[Exercice 1]:
Condensez le paragraphe du texte qui commence par « Mais Alexandre, tout en sollicitant », sans perdre ses faits principaux.
[Exercice 2]:
D'après le texte, à quelle date Alexandre passe-t-il par Dorpat en route pour Erfurt ?

[Texte à lire]:

===

Mais Alexandre, tout en sollicitant comme par le passé les avis de Parrot, se sentait désormais mal à l’aise devant lui, et évitait manifestement de le rencontrer. Devenu l’ami de Napoléon, il croyait devoir à cette amitié de ne laisser approcher de lui aucun partisan d’une autre politique. Le 15 septembre 1808, lorsque, en traversant Dorpat pour se rendre à Erfurt, il dut recevoir en audience, à la station de poste, le personnel de l’Université, il ne dit pas un mot à son fidèle Parrot. Mais à peine avait-il tourné le dos, qu’un chambellan remit secrètement au professeur, de sa part, une longue lettre pleine d’expressions tendres, d’excuses, et de promesses. L’empereur y promettait notamment à son ami d’apporter à cette entrevue d’Erfurt tout le sang-froid et toute la prudence nécessaires.

===

[Lignes extraites]:

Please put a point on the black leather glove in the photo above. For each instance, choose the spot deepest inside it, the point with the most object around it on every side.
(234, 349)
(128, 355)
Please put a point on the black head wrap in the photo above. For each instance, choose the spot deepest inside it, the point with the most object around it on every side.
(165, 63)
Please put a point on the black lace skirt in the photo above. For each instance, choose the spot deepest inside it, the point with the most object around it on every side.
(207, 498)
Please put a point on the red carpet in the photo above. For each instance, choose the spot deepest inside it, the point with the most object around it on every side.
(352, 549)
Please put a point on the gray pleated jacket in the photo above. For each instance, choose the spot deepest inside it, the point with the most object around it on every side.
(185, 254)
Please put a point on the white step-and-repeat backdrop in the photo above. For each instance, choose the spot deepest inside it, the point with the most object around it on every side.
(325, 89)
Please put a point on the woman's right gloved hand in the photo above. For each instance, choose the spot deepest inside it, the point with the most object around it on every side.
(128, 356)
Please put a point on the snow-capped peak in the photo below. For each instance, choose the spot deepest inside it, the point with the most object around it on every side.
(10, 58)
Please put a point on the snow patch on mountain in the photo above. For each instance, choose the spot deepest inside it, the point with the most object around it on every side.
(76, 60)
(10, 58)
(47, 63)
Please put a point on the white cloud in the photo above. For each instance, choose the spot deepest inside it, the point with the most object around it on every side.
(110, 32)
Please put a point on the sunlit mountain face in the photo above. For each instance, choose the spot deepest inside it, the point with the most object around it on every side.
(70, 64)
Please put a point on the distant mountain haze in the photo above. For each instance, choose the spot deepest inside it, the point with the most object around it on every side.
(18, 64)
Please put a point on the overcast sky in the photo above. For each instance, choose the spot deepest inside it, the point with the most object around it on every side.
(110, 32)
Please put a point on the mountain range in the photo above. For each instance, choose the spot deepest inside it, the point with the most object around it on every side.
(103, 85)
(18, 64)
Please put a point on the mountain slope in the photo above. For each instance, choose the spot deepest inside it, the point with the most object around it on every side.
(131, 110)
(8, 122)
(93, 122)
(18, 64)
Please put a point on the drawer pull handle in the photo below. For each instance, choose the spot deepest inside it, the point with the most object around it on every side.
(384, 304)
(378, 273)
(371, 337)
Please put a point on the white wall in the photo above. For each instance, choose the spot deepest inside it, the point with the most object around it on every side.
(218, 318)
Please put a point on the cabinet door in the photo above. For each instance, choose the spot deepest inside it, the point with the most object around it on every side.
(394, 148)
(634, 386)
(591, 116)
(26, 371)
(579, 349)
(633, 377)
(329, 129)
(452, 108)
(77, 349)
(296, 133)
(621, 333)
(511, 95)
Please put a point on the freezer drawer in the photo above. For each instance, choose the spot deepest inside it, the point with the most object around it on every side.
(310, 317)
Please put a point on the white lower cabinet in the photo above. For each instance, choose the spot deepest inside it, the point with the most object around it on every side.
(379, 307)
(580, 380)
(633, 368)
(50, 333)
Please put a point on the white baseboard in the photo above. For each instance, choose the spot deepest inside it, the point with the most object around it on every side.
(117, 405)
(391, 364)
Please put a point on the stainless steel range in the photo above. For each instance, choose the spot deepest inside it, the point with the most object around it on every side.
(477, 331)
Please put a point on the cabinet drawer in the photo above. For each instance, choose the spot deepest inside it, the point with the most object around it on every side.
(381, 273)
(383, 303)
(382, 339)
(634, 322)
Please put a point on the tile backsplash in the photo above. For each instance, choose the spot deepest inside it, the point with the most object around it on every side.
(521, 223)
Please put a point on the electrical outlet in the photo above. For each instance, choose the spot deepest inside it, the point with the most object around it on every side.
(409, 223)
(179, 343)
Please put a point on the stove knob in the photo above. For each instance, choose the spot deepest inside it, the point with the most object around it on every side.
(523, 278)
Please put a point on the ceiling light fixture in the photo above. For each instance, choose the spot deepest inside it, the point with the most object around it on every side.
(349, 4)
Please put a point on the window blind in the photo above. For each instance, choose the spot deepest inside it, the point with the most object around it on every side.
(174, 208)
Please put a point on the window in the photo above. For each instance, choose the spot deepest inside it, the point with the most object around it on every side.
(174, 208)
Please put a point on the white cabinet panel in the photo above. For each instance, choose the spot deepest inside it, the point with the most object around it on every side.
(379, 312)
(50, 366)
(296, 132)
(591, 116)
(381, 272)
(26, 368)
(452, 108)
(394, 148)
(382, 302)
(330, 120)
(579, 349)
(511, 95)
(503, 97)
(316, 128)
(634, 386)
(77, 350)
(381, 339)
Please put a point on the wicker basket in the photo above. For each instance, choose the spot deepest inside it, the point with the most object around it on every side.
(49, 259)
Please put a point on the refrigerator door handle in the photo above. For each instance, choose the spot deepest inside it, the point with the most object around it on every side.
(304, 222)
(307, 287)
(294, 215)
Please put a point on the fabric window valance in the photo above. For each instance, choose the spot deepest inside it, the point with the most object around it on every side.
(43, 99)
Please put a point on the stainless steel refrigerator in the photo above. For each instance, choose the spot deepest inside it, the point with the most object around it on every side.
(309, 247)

===

[Réponse 1]:
Alexandre demande toujours conseil à Parrot, mais il est mal à l'aise en sa présence et l'évite. Ami de Napoléon, il pense devoir écarter de lui tout partisan d'une autre politique. Le 15 septembre 1808, il traverse Dorpat pour aller à Erfurt et reçoit le personnel de l'Université à la station de poste. Il ne dit pas un mot à Parrot. Aussitôt après, un chambellan remet en secret au professeur une longue lettre de sa part, tendre, pleine d'excuses et de promesses. L'empereur y promet notamment d'apporter à l'entrevue d'Erfurt tout le sang-froid et toute la prudence nécessaires.

[Réponse 2]:
Le 15 septembre 1808.